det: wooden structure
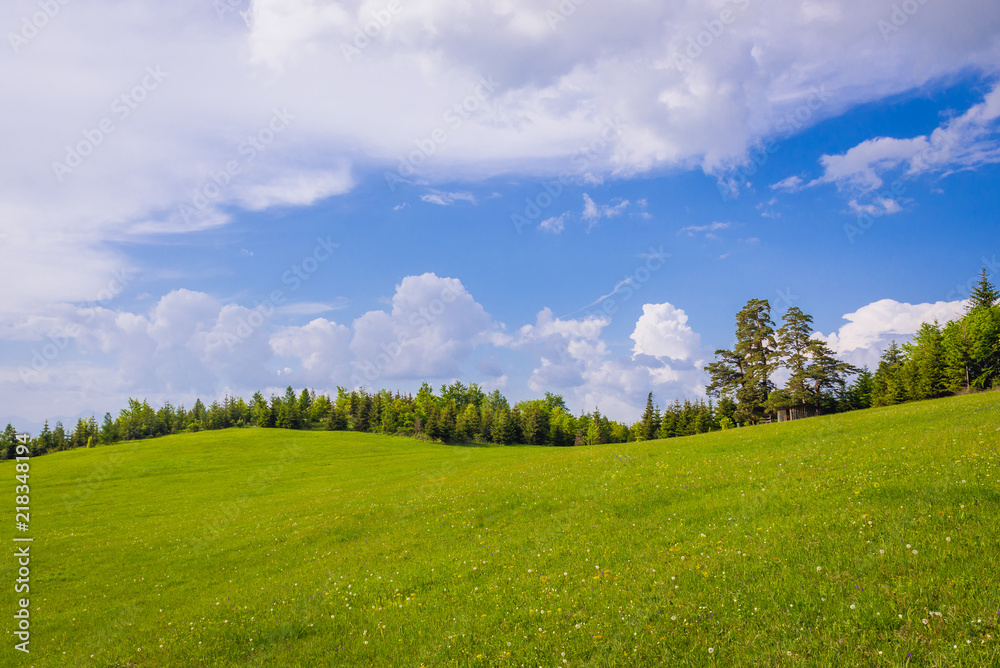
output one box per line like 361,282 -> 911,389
775,406 -> 820,423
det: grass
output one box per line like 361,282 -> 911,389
3,391 -> 1000,666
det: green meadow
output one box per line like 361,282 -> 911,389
3,391 -> 1000,667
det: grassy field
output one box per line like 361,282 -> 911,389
3,392 -> 1000,667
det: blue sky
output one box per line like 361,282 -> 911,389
2,0 -> 999,429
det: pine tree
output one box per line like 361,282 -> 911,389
37,421 -> 53,454
638,392 -> 660,441
706,299 -> 778,424
968,267 -> 999,311
872,342 -> 907,406
901,322 -> 947,400
1,424 -> 17,460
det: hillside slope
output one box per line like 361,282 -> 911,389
3,392 -> 999,666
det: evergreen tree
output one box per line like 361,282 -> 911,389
872,342 -> 908,406
638,392 -> 660,441
968,267 -> 999,311
37,421 -> 53,454
1,424 -> 17,460
706,299 -> 778,424
843,367 -> 874,410
298,389 -> 313,425
52,421 -> 67,450
769,307 -> 858,416
900,322 -> 947,400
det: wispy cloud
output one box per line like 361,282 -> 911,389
848,198 -> 902,216
770,175 -> 804,192
421,190 -> 477,206
678,222 -> 730,237
539,213 -> 568,234
276,299 -> 350,316
582,194 -> 630,231
812,83 -> 1000,193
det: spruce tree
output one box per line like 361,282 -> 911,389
968,267 -> 999,311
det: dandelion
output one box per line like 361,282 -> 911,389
922,619 -> 928,625
946,537 -> 951,542
850,605 -> 856,610
817,566 -> 822,571
708,647 -> 714,654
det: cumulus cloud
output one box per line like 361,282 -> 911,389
3,0 -> 999,314
270,317 -> 352,382
817,298 -> 966,369
0,275 -> 501,422
631,303 -> 702,361
349,273 -> 499,383
505,304 -> 708,421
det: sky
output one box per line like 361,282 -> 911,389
2,0 -> 999,429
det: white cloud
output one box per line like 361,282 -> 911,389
539,213 -> 568,234
812,83 -> 1000,194
818,298 -> 966,369
630,303 -> 701,362
679,221 -> 730,237
275,299 -> 349,316
235,166 -> 354,210
771,175 -> 804,192
506,306 -> 708,421
3,0 -> 999,316
270,317 -> 352,381
420,191 -> 477,206
848,197 -> 902,216
349,273 -> 498,382
581,194 -> 630,230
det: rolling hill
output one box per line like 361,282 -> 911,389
3,391 -> 999,666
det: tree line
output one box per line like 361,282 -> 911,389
3,266 -> 998,459
2,383 -> 725,459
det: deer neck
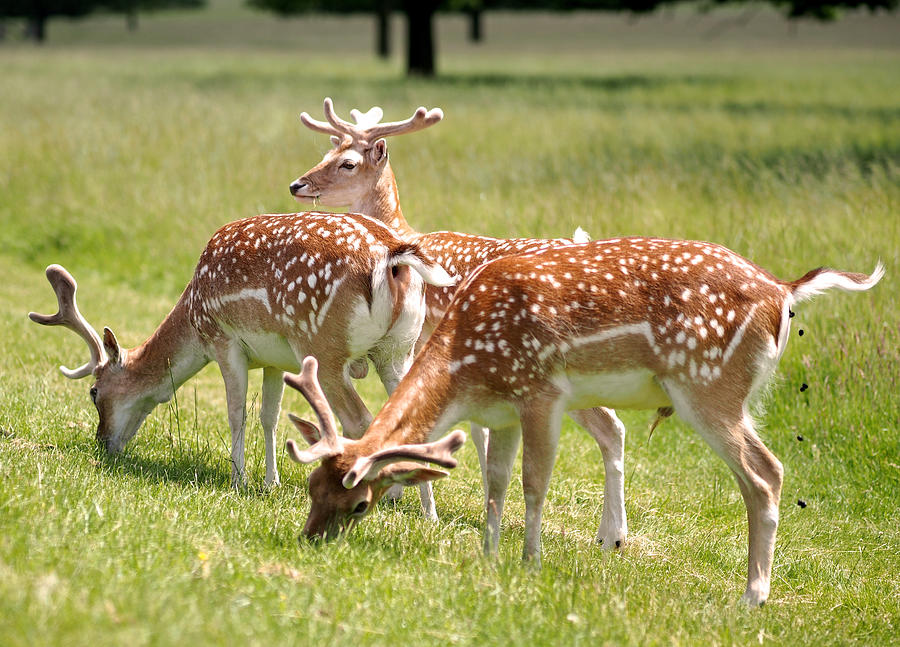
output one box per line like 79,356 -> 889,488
358,342 -> 458,453
123,295 -> 209,404
351,161 -> 416,239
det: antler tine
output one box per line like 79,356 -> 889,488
28,265 -> 106,379
299,111 -> 342,137
298,98 -> 354,138
321,97 -> 362,138
343,429 -> 467,489
283,356 -> 341,448
350,106 -> 384,127
361,105 -> 443,140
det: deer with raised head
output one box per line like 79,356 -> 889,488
283,236 -> 883,606
29,211 -> 454,487
290,98 -> 629,549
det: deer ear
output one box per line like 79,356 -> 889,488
330,135 -> 341,148
374,462 -> 449,488
288,413 -> 321,446
102,327 -> 121,365
368,139 -> 388,165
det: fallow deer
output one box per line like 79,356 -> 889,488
283,236 -> 883,606
290,99 -> 628,548
29,212 -> 455,487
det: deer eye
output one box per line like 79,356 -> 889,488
340,161 -> 356,170
89,386 -> 98,403
351,500 -> 368,516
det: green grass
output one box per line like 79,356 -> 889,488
----
* _WHAT IS REQUIRED_:
Respond with nothing but the number of lines in the entries that contain the string "tree".

* _SOLUTION TO THIS TASK_:
4